Devuelve íntegro el texto sobre Gabriel y su madre, sin cambiar ni una palabra.
╭─ TEXTO PROPORCIONADO
Era una madre que les leía los whatsapps cada cierto tiempo para controlar las conversaciones con sus amigos. O que prohibió a Gabriel que reconociera su tendencia sexual en público, porque, aunque a ella le parecía bien, según aseguró, «hay mucha gente mala por ahí que te rechazará». Cuando Gabriel decidió mostrarse con naturalidad y vio que todos sus amigos le respaldaban, y mostró su alegría por ello, «ella se enteró y montó una bronca monumental porque le había desobedecido». «Una de las broncas más graves se produjo cuando me pidió que encontrase la versión de Los Miserables subtitulada en español y, después de dedicarle una tarde entera, no lo logré», recuerda.
╰─
╭─ MATERIAL MOSTRADO
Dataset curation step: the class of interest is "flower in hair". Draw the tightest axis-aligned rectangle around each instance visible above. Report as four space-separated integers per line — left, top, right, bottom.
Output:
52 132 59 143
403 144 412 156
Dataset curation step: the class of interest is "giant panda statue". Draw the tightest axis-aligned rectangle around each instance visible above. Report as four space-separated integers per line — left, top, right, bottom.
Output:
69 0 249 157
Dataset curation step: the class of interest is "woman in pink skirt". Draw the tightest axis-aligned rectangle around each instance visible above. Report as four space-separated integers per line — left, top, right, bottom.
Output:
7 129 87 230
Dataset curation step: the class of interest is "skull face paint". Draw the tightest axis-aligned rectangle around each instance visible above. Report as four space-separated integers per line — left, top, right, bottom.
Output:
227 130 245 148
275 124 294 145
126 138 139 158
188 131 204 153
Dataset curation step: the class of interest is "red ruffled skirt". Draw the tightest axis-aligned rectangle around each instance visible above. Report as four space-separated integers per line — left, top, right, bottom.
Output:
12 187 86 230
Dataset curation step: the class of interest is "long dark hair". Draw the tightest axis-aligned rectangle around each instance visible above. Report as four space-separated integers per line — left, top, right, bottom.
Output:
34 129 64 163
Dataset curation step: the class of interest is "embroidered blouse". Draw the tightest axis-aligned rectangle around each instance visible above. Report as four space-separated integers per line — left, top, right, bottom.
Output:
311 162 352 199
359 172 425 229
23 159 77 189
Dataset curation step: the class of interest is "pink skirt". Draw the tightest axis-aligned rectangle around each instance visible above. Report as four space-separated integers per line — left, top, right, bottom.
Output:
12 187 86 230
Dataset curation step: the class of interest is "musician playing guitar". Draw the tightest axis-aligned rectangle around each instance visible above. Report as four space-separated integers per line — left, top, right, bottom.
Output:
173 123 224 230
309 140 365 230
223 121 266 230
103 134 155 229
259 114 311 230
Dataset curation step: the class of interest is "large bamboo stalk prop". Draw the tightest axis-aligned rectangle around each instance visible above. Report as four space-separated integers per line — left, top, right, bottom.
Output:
╰─
■ RESPUESTA:
Era una madre que les leía los whatsapps cada cierto tiempo para controlar las conversaciones con sus amigos. O que prohibió a Gabriel que reconociera su tendencia sexual en público, porque, aunque a ella le parecía bien, según aseguró, «hay mucha gente mala por ahí que te rechazará». Cuando Gabriel decidió mostrarse con naturalidad y vio que todos sus amigos le respaldaban, y mostró su alegría por ello, «ella se enteró y montó una bronca monumental porque le había desobedecido». «Una de las broncas más graves se produjo cuando me pidió que encontrase la versión de Los Miserables subtitulada en español y, después de dedicarle una tarde entera, no lo logré», recuerda.